* [Required task] Pick up the forum post below about ordering a 1340GT lathe and a 932PDF mill and continue it from its last line.

* [Supplied passage]
BEGIN
I cannot post up to the actual "use" of these machines, yet that is.  Like you, I have been all over the spectrum before ordering my new machines from Matt @ QMT.  I really liked the 1440HD but it is way overkill for what I would ever use it for, then I started looking at the 1440BV and spotted the 1340GT.  I was grabbed by the 1340GT from moment one as it seems to be a cut above the others in overall quality and fit/finish.

We have an older Jet 1336 at work with the same exact open gearbox/selector and it is going on 26 years old now.  I just have the guys smear a little grease on the gears once a year or so when it gets PMed.  The guys in our shop are hard on the equipment as it is not theirs.  I figured if an import machine can stand up to the abuse that our mechanics put them through they should last a lifetime in my home shop.

I would love to have the 935TV but it is outside of my budget as well as exceeding my space limitations.  I have communicated extensively with Matt as well as Ray about the 45M/932PDF and chose to go with the 932PDF to be able to stay within budget and not loose a bay in my shop for equipment.  I am still having to get quite creative with placement but think I have it figured out.

As soon as I get my 1340GT and 932PDF I can comment on actual impressions but currently I am just anxiously waiting.  If time works out the way Matt told me I should be seeing mine around mid-May.

Mike.
END
* [Extracted material]
BEGIN
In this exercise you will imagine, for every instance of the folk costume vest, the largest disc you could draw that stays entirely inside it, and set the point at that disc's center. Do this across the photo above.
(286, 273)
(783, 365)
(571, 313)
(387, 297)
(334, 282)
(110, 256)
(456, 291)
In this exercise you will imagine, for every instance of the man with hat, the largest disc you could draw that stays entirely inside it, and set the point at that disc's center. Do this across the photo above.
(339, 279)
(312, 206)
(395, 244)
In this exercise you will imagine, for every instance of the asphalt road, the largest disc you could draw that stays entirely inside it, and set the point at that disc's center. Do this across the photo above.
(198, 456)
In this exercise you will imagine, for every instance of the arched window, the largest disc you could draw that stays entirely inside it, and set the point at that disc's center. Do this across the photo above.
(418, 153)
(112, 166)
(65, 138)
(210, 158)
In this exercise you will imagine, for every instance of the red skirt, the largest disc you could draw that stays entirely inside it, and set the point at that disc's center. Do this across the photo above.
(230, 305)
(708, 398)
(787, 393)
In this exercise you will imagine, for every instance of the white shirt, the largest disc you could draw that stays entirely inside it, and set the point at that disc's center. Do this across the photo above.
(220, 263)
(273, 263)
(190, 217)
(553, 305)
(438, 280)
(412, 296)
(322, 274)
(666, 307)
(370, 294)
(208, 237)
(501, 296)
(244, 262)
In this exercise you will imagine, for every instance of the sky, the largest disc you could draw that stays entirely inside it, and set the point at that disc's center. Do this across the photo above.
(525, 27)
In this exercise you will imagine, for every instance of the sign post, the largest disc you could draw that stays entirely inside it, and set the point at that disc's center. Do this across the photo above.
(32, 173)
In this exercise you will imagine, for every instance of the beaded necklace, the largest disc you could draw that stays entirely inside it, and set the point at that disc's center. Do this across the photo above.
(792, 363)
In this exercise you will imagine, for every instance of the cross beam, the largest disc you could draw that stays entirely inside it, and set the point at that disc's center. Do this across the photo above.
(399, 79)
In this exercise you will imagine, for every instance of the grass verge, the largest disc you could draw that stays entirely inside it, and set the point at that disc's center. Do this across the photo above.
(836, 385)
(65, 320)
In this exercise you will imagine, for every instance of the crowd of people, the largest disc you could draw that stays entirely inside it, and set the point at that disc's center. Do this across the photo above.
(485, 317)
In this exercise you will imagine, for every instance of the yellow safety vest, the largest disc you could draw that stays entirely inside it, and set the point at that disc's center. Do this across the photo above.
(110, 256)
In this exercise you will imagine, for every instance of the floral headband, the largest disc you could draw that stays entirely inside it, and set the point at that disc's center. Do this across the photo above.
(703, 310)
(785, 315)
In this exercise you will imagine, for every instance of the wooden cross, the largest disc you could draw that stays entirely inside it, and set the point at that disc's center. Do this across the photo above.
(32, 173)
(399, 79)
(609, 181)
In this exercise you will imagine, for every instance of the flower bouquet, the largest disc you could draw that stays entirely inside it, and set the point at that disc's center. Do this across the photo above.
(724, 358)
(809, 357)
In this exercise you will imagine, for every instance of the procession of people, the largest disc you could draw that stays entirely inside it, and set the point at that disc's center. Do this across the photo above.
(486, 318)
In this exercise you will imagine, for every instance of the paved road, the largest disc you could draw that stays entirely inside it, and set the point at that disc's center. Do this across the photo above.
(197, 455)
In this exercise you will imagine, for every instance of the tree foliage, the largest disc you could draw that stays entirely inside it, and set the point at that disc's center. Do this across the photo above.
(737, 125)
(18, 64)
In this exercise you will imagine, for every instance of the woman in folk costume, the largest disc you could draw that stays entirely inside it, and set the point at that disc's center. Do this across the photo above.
END
* [Task result]
On edit, I also wanted to mention that I have looked for over 10 months for used equipment but I seem to live in an equipment desert.  The equipment that is available is either beat to hell or absolutely HUGE and not for a home shop.  I want to get to making money with the equipment, not have a year long and expensive machine rebuild.  I have been catching similar comments from people about buying import equipment as well as not buying a "real" mill.  I simply don't have the room for anything larger and stepping to the 935TV would put me about $3500.00 over what I have already spent and I am slightly over my budget as it.  I would be curious to hear your impressions of the 935 when you get it.


----------



## wrmiller (Apr 2, 2014)

Hey Mike,

Not surprised to hear others are getting 'fed up' with the corporate world. You should hear Ray go on about it sometime.  )

I am hoping to be ready in about 4 years, with a tentative machine budget of around 15k or so. But, like you, I likely won't have the room or requirements for full-sized machines, but need enough machine to get the job(s) done. But that is subject to change of course.

I am not even sure what exactly I'll be doing just yet, but will attempt to narrow the focus a bit in the next couple of years. I've road raced (cars and motorcycles) built competitive firearms, was a master mechanic on Porsche, LR, and MB (a while back), build and fit people for golf clubs, etc., etc.. Kinda a jack-of-some-trades, master-of-none. I end up doing all sorts of odd-ball stuff for friends and neighbors.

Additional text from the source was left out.